Passage shown →
>> begin

Two simultaneous statuses for an active check
Posted: Thu Jul 23, 2015 9:46 am
Hello there,
we are experiencing an issue on some active checks which are reporting two service status at the same time.
These are the logs related to the last occurences of the issue:
[1437329784] SERVICE ALERT: ROUTER.lan;Traffic_ge-0/0/5;UNKNOWN;HARD;1;INTERFACE_TRAFFIC UNKNOWN - Error:Time duration between plugin calls is invalid
[1437329784] GLOBAL SERVICE EVENT HANDLER: ROUTER.lan;Traffic_ge-0/0/5;UNKNOWN;HARD;1;xi_service_event_handler
[1437329784] SERVICE ALERT: ROUTER.lan;Traffic_ge-0/0/5;OK;HARD;1;INTERFACE_TRAFFIC OK - (in=819.87Mbps/out=140.09Mbps)

>> end

Stated goal A → Reproduce the records from the line with "Where can you see the black and" up to and including the last line of the records.

Data for the task →
>> begin

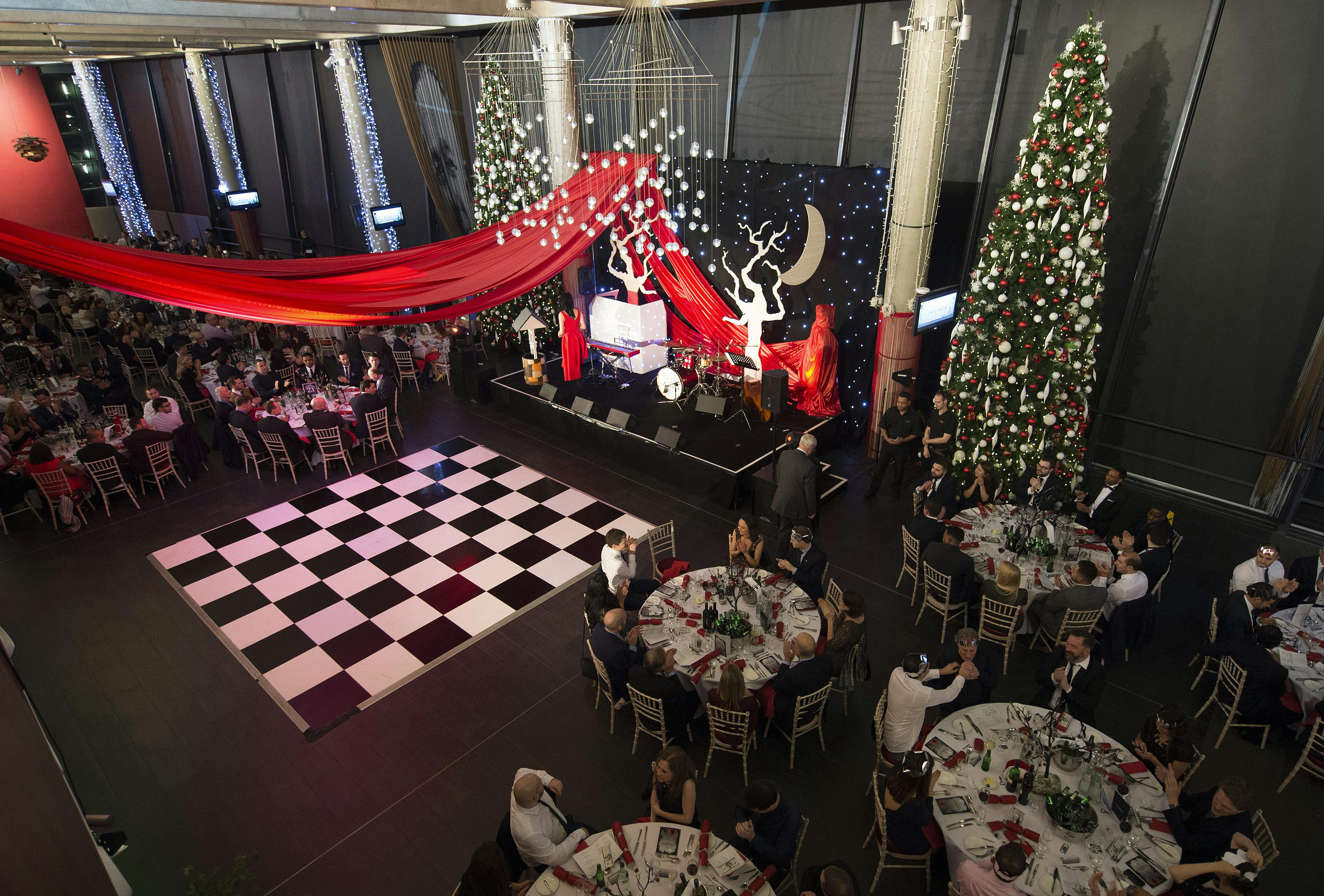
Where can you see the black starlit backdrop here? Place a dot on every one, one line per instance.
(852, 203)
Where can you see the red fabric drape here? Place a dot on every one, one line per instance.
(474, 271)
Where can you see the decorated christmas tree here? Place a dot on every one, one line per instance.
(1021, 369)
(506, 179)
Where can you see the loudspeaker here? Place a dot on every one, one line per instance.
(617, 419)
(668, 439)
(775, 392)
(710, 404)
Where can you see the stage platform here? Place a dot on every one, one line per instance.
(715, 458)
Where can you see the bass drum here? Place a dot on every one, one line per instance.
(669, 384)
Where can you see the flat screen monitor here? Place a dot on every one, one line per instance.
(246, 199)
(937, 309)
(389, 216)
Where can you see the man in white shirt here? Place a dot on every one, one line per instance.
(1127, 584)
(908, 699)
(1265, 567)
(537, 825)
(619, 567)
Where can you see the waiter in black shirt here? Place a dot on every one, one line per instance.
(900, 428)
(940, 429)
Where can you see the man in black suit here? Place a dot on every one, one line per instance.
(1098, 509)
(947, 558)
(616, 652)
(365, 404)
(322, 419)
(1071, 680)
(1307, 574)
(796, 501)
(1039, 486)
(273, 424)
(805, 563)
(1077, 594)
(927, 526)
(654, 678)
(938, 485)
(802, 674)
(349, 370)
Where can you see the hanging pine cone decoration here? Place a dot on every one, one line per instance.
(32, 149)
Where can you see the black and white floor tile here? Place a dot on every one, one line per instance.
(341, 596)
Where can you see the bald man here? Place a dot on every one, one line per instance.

>> end

Stated goal B → Write out the whole forum post about two simultaneous statuses for an active check, word for word.

Worked solution A →
Where can you see the black and white floor tile here? Place a dot on every one, one line per instance.
(341, 596)
Where can you see the bald man here? Place a dot on every one, one line per instance.

Worked solution B →
Two simultaneous statuses for an active check
Posted: Thu Jul 23, 2015 9:46 am
Hello there,
we are experiencing an issue on some active checks which are reporting two service status at the same time.
These are the logs related to the last occurences of the issue:
[1437329784] SERVICE ALERT: ROUTER.lan;Traffic_ge-0/0/5;UNKNOWN;HARD;1;INTERFACE_TRAFFIC UNKNOWN - Error:Time duration between plugin calls is invalid
[1437329784] GLOBAL SERVICE EVENT HANDLER: ROUTER.lan;Traffic_ge-0/0/5;UNKNOWN;HARD;1;xi_service_event_handler
[1437329784] SERVICE ALERT: ROUTER.lan;Traffic_ge-0/0/5;OK;HARD;1;INTERFACE_TRAFFIC OK - (in=819.87Mbps/out=140.09Mbps)